- READING PASSAGE -

· · · · ·

AI Method Enables Controllable Image Synthesis

A method that controls how AI systems create images has applications for autonomous robotics and AI training. The method builds on the techniques (or AI task) of conditional image generation to give users more control over the resulting images and layout.

Developed by researchers at North Carolina State University (NC State), the new technique specifically trains the AI system to control certain image characteristics across a series of pictures that may show movement or other changes.

In conditional image generation, the AI system is trained to create images that meet a specific set of conditions — for example, the system could be trained to create original images of cats or dogs, depending on which animal the user requested. Advances to this technique allow the AI system to be trained to meet conditions that specify image layout — for example, where a tree image should be placed on the screen.

In new work, the NC State team has taken these techniques even further to give users control of image synthesis from reconfigurable structured inputs.

“Like previous approaches, ours allows users to have the system generate an image based on a specific set of conditions. But ours also allows you to retain that image and add to it,” professor Tianfu Wu said. “For example, users could have the AI create a mountain scene. The users could then have the system add skiers to that scene. Our approach is highly reconfigurable.”

The new AI method enables the system to create and retain a background image, while also creating figures that are consistent from picture to picture, but show change or movement. Courtesy of North Carolina State University.

The NC State technique allows users to train the AI system to manipulate specific image characteristics so that the images retain their identity even if they move or otherwise change. For example, the AI system could create a series of images showing the same skiers turn toward the viewer as they move across the landscape.

The researchers created a model for the task of layout-to-mask-to-image, and modeled how the AI system would learn to unfold object masks in a weakly supervised way based on an input layout and object style codes. To ensure a strong connection between the input layout and synthesized images, the researchers connected the layout-to-mask component with layers deep in the generator network.

The researchers then created a method for their proposed layout-to-mask-to-image synthesis based on generative adversarial networks (GANs). The method allows for layout and style control at both the image and object levels. The researchers introduced an instance-sensitive and layout-aware normalization (ISLA-Norm) scheme for ensuring controllability.

The team tested its new approach using the COCO-stuff data set and the visual genome data set. Based on standard measures of image quality, the new approach outperformed previous image creation techniques. Although the researchers required a 4-GPU workstation for training the AI system, they said that deploying the system is less computationally expensive. “We found that one GPU gives you almost real-time speed,” Wu said.

One application for the method, the researchers said, could be to help autonomous robots “imagine” what the end result might look like before they begin an assigned task. “You could also use the system to generate images for AI training. So, instead of compiling images from external sources, you could use this system to create images for training other AI systems,” Wu said.

Next, the researchers plan to work on extending their approach to be applicable for video and 3D images. They have made the source code for their method available on GitHub. “We’re always open to collaborating with industry partners,” Wu said.

The research was published in IEEE Transactions on Pattern Analysis and Machine Intelligence (www.ieeexplore.ieee.org/document/9427066).

· · · · ·

(Items excerpted from a collection)
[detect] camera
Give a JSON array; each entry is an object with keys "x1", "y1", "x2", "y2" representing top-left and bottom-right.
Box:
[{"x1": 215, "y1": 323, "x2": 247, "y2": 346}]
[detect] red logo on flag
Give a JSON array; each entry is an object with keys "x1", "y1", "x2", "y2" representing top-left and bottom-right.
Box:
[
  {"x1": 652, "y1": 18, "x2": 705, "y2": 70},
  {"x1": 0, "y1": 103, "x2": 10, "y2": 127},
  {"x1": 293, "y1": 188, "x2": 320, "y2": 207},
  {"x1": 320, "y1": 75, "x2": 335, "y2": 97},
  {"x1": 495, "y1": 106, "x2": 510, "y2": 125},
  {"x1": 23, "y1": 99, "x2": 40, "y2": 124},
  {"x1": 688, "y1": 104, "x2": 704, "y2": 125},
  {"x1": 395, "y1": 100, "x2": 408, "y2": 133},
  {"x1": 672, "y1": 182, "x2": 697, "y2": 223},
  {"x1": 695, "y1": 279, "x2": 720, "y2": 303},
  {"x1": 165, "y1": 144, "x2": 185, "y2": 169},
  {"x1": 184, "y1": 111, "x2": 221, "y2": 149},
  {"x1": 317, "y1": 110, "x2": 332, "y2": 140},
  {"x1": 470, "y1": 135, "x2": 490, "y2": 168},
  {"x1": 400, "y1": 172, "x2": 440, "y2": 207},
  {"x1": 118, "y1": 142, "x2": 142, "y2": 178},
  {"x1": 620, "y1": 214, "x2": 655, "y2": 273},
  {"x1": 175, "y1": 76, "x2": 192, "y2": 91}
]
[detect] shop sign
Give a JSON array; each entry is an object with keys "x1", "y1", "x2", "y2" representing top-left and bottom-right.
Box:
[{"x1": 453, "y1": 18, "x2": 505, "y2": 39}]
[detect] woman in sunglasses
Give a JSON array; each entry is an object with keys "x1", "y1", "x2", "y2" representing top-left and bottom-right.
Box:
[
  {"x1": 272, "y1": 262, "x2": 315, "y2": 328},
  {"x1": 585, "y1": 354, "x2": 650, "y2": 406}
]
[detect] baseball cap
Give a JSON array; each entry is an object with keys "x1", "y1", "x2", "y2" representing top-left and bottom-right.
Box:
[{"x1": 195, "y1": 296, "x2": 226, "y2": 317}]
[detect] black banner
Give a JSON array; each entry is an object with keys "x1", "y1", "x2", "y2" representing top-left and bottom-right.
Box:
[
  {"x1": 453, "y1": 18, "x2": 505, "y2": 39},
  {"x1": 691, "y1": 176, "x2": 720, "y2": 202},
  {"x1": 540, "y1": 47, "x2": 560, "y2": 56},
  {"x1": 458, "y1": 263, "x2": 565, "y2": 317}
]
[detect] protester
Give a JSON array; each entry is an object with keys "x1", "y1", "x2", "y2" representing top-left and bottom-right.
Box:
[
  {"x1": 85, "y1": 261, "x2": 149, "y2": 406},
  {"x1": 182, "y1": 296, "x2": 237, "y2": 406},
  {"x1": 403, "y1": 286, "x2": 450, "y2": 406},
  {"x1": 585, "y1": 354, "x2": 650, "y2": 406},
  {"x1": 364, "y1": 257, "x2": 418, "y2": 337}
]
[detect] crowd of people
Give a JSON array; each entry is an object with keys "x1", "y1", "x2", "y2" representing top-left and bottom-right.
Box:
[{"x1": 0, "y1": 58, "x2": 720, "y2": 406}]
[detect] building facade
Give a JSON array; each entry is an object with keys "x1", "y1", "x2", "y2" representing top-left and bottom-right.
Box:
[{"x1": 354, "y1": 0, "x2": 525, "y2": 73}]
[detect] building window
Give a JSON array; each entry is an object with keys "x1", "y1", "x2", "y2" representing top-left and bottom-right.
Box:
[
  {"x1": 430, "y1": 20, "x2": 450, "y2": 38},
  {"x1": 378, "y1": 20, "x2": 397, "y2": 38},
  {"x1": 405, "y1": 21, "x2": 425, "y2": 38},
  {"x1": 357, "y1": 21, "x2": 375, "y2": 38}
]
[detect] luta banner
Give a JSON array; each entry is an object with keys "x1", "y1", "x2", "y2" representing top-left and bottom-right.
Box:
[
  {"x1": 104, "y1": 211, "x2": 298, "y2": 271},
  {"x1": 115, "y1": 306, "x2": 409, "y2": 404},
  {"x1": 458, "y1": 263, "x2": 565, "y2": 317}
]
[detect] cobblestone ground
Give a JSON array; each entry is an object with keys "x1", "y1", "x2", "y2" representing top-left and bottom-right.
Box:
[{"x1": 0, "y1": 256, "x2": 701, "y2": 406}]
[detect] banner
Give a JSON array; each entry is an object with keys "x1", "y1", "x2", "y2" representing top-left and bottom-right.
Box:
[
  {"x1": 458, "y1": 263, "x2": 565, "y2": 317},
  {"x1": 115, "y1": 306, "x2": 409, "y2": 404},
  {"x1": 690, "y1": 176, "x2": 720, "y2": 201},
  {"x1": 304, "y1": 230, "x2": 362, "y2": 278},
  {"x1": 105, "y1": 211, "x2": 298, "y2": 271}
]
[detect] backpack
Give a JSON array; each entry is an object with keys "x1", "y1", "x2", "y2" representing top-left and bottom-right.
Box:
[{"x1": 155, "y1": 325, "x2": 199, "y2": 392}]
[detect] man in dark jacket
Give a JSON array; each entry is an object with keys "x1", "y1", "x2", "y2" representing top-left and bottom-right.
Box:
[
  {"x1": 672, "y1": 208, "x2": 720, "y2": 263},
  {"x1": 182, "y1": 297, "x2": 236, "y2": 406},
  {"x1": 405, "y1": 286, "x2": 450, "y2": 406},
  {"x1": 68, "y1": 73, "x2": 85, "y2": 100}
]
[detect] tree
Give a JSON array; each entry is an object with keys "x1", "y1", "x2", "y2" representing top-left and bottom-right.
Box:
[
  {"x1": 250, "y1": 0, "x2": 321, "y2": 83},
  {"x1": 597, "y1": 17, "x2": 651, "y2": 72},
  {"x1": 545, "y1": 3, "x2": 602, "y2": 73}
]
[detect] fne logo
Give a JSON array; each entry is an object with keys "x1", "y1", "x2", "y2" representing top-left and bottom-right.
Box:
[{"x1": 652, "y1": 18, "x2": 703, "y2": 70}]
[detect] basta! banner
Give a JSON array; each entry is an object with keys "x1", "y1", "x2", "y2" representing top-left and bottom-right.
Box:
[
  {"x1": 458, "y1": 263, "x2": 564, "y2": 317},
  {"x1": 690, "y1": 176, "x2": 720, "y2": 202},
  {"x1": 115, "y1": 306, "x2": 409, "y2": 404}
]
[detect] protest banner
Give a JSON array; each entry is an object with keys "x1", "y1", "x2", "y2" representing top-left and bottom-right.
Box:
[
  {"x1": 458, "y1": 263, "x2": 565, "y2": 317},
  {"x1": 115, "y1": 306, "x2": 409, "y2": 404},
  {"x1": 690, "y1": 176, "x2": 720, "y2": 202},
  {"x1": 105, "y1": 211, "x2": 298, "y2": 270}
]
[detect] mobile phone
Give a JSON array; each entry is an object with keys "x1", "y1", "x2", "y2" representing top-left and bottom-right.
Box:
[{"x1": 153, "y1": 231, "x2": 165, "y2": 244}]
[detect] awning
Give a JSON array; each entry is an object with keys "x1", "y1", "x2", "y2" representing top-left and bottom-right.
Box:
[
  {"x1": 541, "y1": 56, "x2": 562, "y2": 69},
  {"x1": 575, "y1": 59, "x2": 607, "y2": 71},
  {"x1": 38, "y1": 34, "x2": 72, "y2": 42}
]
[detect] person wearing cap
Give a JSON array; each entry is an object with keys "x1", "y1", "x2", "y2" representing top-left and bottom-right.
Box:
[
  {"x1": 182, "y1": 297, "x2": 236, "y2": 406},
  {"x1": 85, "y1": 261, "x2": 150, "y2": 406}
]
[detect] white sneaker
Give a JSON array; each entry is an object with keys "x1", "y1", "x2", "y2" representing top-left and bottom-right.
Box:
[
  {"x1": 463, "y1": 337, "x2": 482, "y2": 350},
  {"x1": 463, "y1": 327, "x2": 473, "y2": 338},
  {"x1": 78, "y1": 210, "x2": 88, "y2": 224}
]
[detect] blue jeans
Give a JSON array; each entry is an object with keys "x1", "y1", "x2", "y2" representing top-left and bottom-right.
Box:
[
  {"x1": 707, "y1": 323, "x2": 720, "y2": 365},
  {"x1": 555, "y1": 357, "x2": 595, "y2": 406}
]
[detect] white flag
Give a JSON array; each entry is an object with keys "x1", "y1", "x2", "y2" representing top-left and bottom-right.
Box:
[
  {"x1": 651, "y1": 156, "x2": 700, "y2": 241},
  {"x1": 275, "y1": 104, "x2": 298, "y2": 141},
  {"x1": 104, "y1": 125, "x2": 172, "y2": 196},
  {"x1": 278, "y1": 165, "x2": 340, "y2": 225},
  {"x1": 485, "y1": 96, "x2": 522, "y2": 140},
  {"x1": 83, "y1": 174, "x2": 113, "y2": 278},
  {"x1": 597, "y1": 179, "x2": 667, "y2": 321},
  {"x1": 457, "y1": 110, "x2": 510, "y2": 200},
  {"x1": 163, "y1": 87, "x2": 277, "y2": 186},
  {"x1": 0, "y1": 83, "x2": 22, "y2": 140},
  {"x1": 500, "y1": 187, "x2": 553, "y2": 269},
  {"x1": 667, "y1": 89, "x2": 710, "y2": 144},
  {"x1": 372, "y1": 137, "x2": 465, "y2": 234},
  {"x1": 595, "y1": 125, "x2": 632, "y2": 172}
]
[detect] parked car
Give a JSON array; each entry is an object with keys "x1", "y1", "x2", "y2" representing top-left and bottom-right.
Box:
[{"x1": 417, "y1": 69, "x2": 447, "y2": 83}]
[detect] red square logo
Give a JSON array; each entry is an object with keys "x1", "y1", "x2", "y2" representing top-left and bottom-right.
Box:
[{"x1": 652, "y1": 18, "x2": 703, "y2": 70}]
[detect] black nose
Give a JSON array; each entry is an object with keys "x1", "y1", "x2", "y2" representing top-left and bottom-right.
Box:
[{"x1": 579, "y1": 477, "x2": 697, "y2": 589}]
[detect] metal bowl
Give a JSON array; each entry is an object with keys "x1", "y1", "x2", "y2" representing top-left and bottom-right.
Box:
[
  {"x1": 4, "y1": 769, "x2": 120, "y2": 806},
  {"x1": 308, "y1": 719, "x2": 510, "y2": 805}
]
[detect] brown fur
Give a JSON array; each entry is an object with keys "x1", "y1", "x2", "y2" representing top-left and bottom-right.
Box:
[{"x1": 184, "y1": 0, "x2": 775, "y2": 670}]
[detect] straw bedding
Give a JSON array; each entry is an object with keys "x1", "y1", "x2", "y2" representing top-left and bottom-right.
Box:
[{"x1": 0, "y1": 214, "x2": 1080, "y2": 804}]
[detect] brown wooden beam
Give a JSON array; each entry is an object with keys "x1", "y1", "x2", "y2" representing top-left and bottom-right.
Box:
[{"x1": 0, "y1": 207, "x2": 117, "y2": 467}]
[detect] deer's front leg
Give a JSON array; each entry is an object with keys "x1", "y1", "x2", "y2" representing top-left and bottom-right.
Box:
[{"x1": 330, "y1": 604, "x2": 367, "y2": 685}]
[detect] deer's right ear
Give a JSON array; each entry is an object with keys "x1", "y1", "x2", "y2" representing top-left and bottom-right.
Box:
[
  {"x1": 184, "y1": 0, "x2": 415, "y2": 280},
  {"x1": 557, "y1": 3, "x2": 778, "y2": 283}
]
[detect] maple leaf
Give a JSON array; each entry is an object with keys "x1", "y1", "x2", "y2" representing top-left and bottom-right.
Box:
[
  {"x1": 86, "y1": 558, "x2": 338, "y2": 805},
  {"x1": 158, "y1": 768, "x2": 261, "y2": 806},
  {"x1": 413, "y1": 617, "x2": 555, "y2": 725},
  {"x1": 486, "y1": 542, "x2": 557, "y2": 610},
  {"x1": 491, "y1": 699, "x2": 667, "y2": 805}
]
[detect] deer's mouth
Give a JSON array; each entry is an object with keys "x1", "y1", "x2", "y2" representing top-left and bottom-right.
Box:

· · · · ·

- PROBLEM DETAILS -
In the article on controllable image synthesis, find every abbreviation that is introduced together with its spelled-out form. Give each abbreviation with its full form. None of the items is needed to complete the task.

- WRITTEN RESPONSE -
- NC State: North Carolina State University
- GANs: generative adversarial networks
- ISLA-Norm: instance-sensitive and layout-aware normalization